» **WHAT THE TASK REQUIRES**
Please rewrite the part of the listing below, starting at the line that contains "segment --target=gray pvc pipe" and ending at the line that contains "312), (396, 315)]", keeping every line as given but increasing each coordinate in the answer outline by 5. Leave the request lines and their format samples unchanged.

(Dataset records)

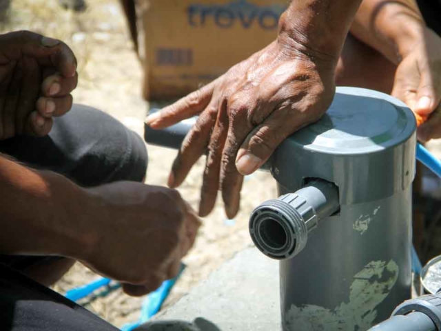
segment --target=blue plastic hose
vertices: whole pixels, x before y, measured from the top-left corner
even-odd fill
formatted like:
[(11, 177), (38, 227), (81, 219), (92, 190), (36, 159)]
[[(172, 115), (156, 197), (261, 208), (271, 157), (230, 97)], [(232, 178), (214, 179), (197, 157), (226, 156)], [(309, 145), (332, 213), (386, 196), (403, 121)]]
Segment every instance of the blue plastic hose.
[(441, 178), (441, 161), (420, 143), (416, 145), (416, 159)]
[(76, 301), (85, 298), (88, 295), (90, 294), (99, 288), (107, 286), (111, 281), (112, 281), (108, 278), (100, 278), (99, 279), (94, 281), (84, 286), (74, 288), (66, 292), (65, 297), (72, 301)]

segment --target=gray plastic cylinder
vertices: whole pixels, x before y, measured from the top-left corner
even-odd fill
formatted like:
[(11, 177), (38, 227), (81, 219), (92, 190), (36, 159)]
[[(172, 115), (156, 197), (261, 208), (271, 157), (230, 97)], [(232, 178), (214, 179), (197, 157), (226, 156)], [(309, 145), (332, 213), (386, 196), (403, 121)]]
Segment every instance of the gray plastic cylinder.
[(410, 298), (415, 130), (400, 101), (339, 88), (320, 121), (273, 154), (280, 195), (321, 179), (340, 208), (280, 262), (284, 331), (367, 330)]

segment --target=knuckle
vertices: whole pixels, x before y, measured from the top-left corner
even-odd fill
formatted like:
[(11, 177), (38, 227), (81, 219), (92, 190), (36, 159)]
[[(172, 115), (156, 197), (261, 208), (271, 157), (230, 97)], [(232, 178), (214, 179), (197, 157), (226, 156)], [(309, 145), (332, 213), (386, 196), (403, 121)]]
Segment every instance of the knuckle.
[(267, 134), (267, 129), (265, 127), (260, 128), (252, 137), (249, 140), (250, 148), (258, 148), (260, 150), (263, 150), (264, 152), (272, 152), (275, 148), (275, 143), (269, 137)]
[(200, 107), (202, 103), (202, 90), (196, 90), (187, 96), (185, 98), (185, 104), (187, 107), (192, 108), (194, 107)]
[(68, 95), (67, 98), (68, 102), (66, 105), (66, 111), (69, 111), (72, 109), (72, 106), (74, 104), (74, 97), (72, 96), (72, 94), (69, 94)]

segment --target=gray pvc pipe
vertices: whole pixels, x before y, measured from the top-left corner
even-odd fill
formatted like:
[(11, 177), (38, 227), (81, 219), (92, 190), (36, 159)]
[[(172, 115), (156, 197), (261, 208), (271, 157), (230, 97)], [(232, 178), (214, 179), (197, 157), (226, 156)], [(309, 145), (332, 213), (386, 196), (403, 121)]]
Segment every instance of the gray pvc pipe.
[(369, 329), (369, 331), (437, 331), (435, 323), (427, 314), (413, 312), (396, 315)]

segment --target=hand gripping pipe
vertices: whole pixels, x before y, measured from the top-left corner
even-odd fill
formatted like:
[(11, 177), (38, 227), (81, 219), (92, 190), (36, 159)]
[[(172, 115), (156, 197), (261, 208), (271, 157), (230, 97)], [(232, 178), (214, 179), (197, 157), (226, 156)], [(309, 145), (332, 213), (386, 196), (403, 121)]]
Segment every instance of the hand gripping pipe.
[[(178, 148), (194, 123), (146, 126), (145, 139)], [(390, 96), (338, 88), (322, 119), (267, 162), (280, 197), (256, 208), (249, 230), (280, 261), (283, 331), (330, 330), (337, 318), (341, 330), (369, 330), (409, 299), (416, 129), (411, 111)], [(418, 158), (439, 169), (422, 147)], [(360, 304), (358, 291), (369, 304)], [(420, 312), (407, 314), (401, 330), (430, 325)], [(429, 328), (421, 330), (436, 330)]]

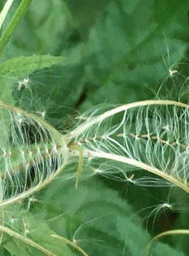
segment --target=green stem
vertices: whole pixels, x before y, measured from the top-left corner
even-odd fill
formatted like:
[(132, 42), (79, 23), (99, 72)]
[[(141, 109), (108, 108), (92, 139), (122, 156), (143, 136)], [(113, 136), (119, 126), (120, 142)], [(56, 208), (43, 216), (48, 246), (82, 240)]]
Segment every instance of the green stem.
[(22, 0), (16, 12), (12, 18), (5, 33), (0, 39), (0, 54), (2, 52), (5, 46), (9, 40), (13, 32), (16, 28), (21, 18), (27, 10), (32, 0)]

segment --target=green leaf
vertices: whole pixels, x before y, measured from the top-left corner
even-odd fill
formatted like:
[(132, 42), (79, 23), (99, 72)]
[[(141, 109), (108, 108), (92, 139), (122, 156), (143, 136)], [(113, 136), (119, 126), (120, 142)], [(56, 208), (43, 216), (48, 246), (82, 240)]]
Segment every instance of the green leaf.
[(187, 8), (185, 0), (182, 6), (169, 0), (112, 1), (82, 49), (82, 81), (90, 91), (82, 109), (106, 100), (123, 103), (151, 97), (145, 86), (155, 91), (160, 79), (169, 77), (169, 70), (176, 69), (188, 47)]
[[(74, 187), (74, 182), (62, 184), (60, 179), (37, 197), (51, 228), (59, 236), (77, 241), (90, 256), (145, 255), (150, 236), (126, 200), (95, 179), (80, 182), (77, 190)], [(164, 255), (167, 252), (183, 255), (159, 243), (154, 255), (162, 255), (161, 246)]]
[[(14, 0), (5, 28), (19, 3), (19, 0)], [(75, 31), (76, 24), (64, 1), (34, 0), (14, 33), (3, 57), (7, 59), (36, 53), (59, 55), (62, 49), (71, 46), (70, 37)]]
[(1, 63), (0, 74), (1, 76), (9, 75), (25, 78), (34, 71), (63, 63), (64, 60), (65, 58), (62, 57), (55, 57), (50, 54), (18, 57)]
[[(10, 225), (11, 228), (16, 229), (17, 232), (32, 239), (56, 255), (73, 255), (66, 244), (51, 236), (55, 233), (55, 231), (49, 227), (42, 212), (39, 211), (37, 215), (32, 215), (25, 210), (23, 206), (19, 204), (7, 207), (6, 210), (5, 224)], [(5, 248), (11, 255), (44, 255), (39, 250), (25, 244), (14, 237), (10, 238), (7, 234), (4, 233), (4, 241)], [(3, 244), (4, 243), (3, 241)]]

» **ANSWER TO THIS TASK**
segment --target=gray pvc pipe
vertices: whole pixels, x before y, measured from the top-left corner
even-odd fill
formatted like:
[(11, 177), (38, 227), (81, 219), (92, 190), (36, 159)]
[[(172, 115), (156, 197), (261, 208), (271, 157), (230, 97)], [(232, 178), (214, 179), (197, 157), (226, 156)], [(309, 145), (332, 213), (386, 196), (403, 121)]]
Segment every instance of the gray pvc pipe.
[(374, 334), (374, 336), (442, 336), (440, 328), (432, 319), (418, 317), (401, 320)]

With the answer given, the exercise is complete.